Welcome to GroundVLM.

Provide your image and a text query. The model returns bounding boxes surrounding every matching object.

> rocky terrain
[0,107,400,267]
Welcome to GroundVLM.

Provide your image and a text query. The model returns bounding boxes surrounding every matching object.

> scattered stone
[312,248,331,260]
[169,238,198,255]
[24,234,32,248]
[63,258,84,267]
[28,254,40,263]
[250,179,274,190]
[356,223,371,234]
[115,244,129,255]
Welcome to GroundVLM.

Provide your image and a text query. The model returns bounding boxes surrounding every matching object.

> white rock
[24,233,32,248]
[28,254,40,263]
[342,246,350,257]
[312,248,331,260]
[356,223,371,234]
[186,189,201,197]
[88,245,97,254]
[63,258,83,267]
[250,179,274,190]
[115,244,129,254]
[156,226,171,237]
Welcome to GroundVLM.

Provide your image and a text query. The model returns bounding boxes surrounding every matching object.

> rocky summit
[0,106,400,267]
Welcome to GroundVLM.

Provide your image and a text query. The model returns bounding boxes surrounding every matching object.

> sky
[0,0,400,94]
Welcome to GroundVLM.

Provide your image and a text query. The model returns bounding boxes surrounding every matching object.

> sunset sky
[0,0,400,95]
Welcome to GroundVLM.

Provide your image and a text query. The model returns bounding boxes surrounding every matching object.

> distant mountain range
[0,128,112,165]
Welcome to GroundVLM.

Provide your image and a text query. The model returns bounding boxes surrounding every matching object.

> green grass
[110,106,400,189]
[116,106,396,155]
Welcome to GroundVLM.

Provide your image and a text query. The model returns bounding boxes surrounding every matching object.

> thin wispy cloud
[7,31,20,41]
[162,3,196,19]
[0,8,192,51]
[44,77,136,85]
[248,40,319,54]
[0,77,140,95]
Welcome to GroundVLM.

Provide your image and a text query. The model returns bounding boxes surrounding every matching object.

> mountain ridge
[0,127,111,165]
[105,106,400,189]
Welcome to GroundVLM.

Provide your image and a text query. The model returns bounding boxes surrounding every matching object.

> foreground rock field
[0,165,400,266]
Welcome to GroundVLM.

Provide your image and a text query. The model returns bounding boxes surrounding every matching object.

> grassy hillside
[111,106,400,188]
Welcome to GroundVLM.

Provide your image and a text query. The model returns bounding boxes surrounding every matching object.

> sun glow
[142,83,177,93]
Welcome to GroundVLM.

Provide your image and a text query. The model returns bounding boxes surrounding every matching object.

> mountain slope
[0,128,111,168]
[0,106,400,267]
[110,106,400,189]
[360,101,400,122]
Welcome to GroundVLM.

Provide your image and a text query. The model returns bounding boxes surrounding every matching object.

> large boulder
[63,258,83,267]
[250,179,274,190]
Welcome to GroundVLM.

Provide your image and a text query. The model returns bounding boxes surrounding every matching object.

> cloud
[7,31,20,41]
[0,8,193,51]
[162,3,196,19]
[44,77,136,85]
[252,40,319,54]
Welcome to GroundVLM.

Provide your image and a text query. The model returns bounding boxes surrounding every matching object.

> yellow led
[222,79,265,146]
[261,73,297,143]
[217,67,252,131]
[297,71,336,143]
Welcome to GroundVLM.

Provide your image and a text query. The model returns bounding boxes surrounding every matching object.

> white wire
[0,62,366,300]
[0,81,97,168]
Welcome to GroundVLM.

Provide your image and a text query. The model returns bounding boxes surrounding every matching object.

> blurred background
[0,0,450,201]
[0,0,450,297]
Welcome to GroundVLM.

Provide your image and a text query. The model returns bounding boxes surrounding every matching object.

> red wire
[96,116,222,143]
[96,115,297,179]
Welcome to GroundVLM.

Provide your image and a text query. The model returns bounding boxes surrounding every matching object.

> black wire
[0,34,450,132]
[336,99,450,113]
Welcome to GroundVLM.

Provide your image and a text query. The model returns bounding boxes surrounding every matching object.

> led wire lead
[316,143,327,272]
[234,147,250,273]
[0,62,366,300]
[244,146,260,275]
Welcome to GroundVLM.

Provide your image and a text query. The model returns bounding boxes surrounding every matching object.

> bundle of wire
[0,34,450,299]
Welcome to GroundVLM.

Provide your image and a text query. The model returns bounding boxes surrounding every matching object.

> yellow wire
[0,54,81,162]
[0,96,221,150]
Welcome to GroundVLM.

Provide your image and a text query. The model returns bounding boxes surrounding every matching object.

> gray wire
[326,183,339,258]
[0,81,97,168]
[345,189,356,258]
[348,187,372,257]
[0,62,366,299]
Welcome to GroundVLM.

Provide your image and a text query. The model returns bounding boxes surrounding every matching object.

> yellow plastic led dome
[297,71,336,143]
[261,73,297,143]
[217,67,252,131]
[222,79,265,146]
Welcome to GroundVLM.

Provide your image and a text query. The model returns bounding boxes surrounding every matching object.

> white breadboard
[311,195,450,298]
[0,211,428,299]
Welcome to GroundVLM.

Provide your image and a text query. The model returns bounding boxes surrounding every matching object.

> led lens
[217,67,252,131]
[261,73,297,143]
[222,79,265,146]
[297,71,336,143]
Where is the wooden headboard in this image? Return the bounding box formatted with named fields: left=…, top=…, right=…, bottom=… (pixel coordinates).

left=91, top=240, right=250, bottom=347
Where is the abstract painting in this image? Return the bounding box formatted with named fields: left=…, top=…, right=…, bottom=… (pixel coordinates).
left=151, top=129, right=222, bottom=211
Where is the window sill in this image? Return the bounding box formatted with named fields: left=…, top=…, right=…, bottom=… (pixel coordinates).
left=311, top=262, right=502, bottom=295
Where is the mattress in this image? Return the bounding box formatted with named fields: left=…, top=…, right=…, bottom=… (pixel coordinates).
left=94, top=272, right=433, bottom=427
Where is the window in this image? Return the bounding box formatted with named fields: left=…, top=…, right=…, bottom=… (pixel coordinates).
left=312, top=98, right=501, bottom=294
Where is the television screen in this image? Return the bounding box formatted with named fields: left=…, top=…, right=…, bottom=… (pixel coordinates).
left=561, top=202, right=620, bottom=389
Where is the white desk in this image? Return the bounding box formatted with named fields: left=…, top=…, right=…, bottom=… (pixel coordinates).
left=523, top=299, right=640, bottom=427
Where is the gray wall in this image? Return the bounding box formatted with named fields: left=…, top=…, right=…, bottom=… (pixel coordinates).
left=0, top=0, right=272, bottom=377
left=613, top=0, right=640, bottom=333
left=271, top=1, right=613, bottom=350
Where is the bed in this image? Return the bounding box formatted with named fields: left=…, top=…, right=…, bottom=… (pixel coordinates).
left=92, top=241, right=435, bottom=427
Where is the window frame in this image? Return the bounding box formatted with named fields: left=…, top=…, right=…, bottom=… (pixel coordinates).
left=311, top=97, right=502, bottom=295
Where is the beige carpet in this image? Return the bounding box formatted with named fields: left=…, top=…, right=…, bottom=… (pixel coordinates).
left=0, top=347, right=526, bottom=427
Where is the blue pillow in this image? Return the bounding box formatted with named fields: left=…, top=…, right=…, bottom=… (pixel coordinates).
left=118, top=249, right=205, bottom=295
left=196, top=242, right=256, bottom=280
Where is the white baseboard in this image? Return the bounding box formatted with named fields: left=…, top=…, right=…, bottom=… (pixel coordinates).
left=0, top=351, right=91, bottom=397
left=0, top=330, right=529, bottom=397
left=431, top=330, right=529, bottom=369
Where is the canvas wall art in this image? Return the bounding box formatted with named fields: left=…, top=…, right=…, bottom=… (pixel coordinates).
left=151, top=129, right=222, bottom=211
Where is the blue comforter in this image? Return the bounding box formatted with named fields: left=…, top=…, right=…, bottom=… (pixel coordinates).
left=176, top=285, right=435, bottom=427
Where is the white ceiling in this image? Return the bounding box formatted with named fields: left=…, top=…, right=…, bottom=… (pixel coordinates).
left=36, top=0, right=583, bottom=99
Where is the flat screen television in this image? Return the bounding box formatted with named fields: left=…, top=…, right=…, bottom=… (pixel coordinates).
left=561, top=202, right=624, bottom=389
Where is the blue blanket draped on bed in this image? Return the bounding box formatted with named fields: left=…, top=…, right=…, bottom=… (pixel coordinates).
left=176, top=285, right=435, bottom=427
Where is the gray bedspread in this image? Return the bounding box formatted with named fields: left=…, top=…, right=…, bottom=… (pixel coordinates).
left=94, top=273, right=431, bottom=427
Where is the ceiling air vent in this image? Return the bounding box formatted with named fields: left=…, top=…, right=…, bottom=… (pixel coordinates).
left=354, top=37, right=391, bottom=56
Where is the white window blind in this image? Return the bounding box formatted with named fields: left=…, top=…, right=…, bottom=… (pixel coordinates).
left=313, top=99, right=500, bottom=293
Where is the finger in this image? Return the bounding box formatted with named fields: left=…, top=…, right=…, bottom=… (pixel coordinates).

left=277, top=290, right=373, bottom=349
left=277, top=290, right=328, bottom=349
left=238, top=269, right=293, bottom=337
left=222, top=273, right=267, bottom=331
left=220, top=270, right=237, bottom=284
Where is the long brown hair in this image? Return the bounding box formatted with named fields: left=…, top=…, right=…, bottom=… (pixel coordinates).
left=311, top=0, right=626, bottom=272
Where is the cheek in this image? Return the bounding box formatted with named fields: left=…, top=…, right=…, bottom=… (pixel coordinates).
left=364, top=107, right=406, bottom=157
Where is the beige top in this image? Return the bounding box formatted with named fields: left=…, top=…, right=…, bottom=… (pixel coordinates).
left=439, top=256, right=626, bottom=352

• • • •

**Description of the task:** Copy out the rows from the line with "Where is the wooden" to the line with "left=91, top=240, right=250, bottom=347", both ends included and requests kept, and shift every coordinate in the answers by adding 51.

**Task result:**
Where is the wooden headboard in this image? Return the bounding box formatted with named fields: left=…, top=…, right=…, bottom=… (pixel coordinates).

left=142, top=291, right=301, bottom=398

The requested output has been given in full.